Exercise objective:
Recast the lines of the material below, from the line with "Task: find each instance of the yellow" through the end of the material, as a Markdown table with the columns Row and Line. Number each line in Row and leave out any blank lines.

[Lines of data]
=======
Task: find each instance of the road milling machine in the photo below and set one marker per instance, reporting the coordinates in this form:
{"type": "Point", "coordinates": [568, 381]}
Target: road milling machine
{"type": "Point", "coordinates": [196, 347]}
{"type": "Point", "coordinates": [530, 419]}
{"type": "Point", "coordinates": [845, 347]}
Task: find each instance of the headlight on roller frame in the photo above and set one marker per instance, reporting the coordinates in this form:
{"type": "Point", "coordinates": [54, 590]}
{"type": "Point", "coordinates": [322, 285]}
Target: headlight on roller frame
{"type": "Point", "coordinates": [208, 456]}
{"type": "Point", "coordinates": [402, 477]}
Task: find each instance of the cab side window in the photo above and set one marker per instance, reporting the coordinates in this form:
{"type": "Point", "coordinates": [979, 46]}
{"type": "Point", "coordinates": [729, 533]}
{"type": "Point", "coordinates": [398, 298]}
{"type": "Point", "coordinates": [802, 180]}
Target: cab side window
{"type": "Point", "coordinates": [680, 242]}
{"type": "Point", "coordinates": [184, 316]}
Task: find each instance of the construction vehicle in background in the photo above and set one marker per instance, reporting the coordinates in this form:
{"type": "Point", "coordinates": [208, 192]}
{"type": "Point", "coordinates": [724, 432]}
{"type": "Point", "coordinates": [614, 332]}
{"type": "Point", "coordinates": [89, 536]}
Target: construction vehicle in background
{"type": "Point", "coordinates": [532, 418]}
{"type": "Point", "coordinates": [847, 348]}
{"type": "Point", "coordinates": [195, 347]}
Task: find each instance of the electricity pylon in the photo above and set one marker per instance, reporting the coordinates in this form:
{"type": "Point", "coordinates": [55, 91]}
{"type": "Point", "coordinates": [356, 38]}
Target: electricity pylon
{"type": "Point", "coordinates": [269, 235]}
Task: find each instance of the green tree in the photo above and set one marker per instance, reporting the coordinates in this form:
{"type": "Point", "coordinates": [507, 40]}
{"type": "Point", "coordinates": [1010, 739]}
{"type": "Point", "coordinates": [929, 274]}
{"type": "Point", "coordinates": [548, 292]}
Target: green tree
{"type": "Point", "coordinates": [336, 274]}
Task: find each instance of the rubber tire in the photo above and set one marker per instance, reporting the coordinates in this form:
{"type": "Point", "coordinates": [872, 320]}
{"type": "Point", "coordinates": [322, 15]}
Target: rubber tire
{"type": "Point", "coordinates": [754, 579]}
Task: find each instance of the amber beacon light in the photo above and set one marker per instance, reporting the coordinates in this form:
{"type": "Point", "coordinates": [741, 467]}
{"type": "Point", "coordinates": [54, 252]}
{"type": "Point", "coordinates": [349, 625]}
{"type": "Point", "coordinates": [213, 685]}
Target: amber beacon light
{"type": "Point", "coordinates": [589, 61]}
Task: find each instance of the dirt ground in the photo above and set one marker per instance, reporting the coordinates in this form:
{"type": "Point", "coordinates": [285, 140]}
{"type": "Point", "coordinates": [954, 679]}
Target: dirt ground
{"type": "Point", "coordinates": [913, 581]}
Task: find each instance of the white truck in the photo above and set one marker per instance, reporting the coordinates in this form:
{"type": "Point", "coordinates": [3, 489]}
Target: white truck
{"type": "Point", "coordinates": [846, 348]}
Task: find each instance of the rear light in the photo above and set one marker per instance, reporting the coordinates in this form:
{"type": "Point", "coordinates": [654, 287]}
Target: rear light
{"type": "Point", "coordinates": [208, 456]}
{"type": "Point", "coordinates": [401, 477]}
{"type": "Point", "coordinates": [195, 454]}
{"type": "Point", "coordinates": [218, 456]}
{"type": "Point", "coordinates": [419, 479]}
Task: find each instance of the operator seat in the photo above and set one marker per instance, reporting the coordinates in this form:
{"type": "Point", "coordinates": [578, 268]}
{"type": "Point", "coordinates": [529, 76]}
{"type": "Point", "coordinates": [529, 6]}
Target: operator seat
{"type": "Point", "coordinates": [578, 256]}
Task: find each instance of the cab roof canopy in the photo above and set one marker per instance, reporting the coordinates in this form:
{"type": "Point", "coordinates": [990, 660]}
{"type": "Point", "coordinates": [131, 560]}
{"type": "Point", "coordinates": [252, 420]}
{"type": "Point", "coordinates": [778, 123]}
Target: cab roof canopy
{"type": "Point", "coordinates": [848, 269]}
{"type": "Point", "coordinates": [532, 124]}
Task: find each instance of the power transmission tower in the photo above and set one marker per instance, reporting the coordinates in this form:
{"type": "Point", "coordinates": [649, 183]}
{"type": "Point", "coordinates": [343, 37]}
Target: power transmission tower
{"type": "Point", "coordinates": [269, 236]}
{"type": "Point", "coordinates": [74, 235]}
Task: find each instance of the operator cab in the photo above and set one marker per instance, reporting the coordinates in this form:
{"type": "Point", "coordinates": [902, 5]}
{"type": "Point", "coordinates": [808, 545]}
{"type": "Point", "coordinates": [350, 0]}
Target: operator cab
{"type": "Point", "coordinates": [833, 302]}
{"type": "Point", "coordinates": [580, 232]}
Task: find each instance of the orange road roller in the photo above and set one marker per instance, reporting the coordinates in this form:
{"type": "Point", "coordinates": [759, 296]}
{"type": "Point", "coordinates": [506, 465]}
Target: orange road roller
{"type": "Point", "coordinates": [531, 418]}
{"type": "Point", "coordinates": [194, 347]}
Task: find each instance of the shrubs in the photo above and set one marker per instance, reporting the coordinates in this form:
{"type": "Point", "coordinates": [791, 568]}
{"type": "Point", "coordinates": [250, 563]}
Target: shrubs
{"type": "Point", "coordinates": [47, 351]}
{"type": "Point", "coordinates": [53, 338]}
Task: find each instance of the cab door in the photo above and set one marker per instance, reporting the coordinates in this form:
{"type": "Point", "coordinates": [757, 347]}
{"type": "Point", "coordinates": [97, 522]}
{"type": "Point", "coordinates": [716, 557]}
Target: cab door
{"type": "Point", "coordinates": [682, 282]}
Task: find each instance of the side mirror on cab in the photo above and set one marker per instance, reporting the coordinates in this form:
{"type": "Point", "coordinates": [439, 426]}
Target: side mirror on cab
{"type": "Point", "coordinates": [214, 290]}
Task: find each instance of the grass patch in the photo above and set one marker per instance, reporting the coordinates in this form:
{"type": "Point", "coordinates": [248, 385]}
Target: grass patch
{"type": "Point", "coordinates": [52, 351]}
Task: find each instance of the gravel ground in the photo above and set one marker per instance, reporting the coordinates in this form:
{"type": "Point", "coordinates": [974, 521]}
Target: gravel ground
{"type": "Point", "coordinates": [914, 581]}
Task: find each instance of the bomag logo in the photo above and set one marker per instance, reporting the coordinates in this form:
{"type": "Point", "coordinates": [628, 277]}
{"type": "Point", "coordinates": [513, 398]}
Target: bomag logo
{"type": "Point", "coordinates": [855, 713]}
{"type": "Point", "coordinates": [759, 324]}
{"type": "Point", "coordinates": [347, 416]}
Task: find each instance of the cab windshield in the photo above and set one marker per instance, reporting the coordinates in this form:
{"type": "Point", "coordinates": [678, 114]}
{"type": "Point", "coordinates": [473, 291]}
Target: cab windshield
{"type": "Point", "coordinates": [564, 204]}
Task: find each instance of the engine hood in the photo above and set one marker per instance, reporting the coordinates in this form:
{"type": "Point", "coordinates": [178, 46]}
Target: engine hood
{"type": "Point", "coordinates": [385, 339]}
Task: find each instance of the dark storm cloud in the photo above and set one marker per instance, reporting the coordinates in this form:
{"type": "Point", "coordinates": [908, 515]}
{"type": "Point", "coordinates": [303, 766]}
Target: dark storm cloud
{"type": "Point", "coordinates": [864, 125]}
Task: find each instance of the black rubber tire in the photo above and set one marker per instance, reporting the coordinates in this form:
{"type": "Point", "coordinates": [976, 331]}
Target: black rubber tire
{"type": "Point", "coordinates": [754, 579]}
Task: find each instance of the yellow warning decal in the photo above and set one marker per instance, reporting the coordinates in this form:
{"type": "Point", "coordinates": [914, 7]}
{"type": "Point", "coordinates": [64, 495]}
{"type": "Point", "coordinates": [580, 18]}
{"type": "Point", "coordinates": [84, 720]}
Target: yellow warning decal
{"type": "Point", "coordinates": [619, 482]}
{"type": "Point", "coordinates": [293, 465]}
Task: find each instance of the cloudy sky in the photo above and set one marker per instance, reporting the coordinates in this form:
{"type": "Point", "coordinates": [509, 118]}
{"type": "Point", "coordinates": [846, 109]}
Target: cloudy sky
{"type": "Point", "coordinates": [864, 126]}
=======
Task output:
| Row | Line |
|---|---|
| 1 | Task: find each instance of the yellow warning decal in the photo above and set one marker per instance, reporting the coordinates in this form: |
| 2 | {"type": "Point", "coordinates": [914, 7]} |
| 3 | {"type": "Point", "coordinates": [64, 495]} |
| 4 | {"type": "Point", "coordinates": [580, 18]} |
| 5 | {"type": "Point", "coordinates": [84, 720]} |
| 6 | Target: yellow warning decal |
| 7 | {"type": "Point", "coordinates": [619, 482]} |
| 8 | {"type": "Point", "coordinates": [293, 465]} |
| 9 | Task: find each instance of the cloudy sky in the photo above and set one marker per instance, reporting the coordinates in this form: |
| 10 | {"type": "Point", "coordinates": [509, 118]} |
| 11 | {"type": "Point", "coordinates": [846, 109]} |
| 12 | Target: cloudy sky |
| 13 | {"type": "Point", "coordinates": [864, 126]} |